| WORK TO DO |
Copy out every line of the data below that contains the word "each". Case counts, so treat only that exact capitalization as a match.

Excerpts from a segmentation dataset
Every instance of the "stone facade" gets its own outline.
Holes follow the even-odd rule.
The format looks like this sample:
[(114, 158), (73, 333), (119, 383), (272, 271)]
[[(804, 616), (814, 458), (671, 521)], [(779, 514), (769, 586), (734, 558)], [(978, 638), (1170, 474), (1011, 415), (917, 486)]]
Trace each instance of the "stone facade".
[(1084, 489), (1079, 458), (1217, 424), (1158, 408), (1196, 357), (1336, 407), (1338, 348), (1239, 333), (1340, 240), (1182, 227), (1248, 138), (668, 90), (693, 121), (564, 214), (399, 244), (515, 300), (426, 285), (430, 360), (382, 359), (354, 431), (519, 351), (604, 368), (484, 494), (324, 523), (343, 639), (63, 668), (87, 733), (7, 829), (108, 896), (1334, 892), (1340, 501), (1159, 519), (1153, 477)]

==

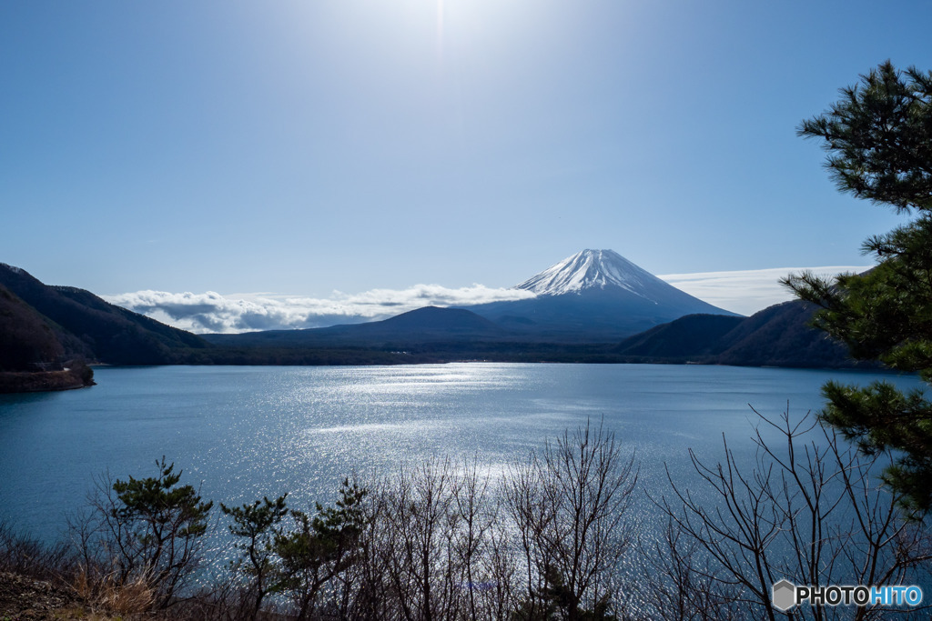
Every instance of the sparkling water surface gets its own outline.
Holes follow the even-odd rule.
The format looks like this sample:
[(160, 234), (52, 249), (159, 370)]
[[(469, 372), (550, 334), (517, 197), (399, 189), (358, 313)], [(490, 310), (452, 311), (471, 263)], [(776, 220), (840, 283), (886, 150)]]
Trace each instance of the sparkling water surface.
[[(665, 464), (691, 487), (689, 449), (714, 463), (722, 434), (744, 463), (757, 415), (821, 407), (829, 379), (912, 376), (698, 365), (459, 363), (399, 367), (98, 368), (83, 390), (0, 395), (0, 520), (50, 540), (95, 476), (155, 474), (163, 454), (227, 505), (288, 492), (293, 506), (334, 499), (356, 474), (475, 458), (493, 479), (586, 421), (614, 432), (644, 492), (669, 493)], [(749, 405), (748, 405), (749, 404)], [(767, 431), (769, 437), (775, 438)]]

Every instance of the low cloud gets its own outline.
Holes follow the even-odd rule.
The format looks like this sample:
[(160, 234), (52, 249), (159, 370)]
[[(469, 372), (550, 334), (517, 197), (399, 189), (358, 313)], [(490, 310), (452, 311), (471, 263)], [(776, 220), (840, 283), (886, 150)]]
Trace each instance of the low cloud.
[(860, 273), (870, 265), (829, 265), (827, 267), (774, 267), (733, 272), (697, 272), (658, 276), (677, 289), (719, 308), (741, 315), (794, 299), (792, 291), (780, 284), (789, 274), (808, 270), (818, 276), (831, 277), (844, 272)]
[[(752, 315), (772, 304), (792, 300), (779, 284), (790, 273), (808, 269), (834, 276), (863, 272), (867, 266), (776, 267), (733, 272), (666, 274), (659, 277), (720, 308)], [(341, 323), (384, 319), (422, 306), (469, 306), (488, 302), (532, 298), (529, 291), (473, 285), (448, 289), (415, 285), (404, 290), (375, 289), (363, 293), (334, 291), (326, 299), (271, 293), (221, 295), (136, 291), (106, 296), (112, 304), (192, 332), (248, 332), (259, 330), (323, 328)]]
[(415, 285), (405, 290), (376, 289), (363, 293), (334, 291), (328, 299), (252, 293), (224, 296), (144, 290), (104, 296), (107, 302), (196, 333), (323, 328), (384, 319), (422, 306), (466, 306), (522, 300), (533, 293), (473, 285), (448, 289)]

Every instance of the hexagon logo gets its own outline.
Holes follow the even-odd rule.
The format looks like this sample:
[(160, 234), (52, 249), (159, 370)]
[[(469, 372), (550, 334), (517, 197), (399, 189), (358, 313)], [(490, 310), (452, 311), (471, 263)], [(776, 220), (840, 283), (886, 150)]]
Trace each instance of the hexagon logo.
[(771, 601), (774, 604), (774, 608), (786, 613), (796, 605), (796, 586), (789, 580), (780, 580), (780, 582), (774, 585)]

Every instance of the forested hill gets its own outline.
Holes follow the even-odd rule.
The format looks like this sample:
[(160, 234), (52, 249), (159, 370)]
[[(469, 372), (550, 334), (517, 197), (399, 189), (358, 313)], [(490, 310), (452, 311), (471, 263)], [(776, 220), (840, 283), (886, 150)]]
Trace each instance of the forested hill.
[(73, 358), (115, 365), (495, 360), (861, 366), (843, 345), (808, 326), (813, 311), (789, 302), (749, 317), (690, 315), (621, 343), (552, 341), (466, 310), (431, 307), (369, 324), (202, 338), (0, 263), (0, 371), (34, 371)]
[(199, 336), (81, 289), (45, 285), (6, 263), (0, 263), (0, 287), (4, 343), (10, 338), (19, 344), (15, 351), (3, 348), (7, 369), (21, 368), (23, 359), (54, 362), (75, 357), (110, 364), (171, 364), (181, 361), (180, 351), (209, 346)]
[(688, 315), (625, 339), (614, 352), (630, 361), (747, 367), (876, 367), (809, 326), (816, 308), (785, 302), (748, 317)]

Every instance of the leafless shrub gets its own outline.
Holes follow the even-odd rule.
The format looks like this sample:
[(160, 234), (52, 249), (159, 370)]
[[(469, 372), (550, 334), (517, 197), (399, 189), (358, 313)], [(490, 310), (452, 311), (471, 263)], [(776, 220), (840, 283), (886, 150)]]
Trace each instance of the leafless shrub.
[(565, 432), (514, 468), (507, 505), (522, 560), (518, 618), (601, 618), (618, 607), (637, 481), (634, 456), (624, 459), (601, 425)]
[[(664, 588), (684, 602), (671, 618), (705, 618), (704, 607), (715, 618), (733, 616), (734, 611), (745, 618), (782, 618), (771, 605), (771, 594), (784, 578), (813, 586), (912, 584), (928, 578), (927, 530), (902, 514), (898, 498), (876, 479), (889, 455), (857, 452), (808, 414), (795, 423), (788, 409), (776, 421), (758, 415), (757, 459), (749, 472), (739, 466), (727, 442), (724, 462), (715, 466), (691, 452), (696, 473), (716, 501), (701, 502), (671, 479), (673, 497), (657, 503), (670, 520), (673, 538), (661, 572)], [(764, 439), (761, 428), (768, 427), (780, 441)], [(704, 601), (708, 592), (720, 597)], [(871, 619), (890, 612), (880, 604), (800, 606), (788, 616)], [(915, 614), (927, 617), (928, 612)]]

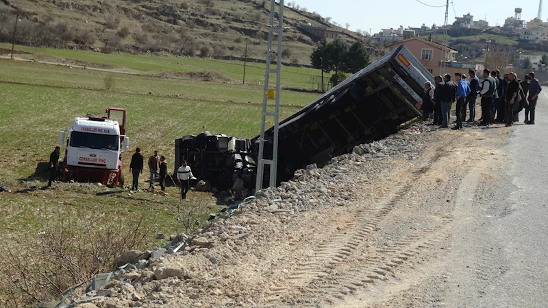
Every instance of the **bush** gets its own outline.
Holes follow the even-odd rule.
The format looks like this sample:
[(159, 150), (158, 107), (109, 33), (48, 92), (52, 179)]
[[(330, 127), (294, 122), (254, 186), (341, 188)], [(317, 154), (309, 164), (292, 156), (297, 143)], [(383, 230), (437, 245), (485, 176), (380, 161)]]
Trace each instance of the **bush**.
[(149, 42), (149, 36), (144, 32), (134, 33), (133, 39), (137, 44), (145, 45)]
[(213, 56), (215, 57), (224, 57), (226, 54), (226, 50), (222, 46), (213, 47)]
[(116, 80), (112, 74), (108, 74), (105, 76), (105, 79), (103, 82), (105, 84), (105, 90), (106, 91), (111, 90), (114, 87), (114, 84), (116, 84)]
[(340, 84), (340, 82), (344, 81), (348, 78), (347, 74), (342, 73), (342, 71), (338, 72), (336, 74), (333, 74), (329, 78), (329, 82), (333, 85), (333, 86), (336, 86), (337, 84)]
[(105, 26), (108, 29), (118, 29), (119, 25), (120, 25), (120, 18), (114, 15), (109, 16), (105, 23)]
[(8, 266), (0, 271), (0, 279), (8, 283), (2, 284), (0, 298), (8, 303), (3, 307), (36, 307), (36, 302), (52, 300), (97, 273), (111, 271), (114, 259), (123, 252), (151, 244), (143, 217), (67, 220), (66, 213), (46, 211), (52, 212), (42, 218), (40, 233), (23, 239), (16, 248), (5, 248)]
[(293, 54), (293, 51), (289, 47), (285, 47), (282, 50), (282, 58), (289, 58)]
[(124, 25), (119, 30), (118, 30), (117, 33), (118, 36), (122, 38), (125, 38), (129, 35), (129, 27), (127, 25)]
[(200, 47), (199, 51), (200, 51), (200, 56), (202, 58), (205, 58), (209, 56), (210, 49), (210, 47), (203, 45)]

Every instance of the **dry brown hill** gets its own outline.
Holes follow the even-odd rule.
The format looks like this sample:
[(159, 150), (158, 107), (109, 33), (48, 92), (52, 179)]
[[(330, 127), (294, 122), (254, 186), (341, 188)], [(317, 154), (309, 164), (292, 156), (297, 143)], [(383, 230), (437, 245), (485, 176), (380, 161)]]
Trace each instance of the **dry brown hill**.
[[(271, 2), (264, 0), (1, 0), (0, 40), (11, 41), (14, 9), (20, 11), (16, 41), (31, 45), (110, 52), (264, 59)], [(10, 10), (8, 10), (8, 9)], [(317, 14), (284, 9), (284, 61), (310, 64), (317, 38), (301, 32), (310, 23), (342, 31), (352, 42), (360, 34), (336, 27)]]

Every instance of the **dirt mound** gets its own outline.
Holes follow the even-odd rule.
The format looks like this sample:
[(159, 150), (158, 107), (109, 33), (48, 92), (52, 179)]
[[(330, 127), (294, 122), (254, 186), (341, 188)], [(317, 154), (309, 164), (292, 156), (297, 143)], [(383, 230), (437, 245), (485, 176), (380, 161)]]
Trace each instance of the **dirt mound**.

| FINISHED EXERCISE |
Trace each instance of the "stone facade".
Trace each instance of the sparkling water surface.
Trace each instance of the low cloud.
Trace each instance of the hexagon logo.
Trace each instance of the forested hill.
Trace each instance of the leafless shrub.
Trace each instance of the **bush**.
Trace each instance of the **dry brown hill**.
Trace each instance of the **dirt mound**.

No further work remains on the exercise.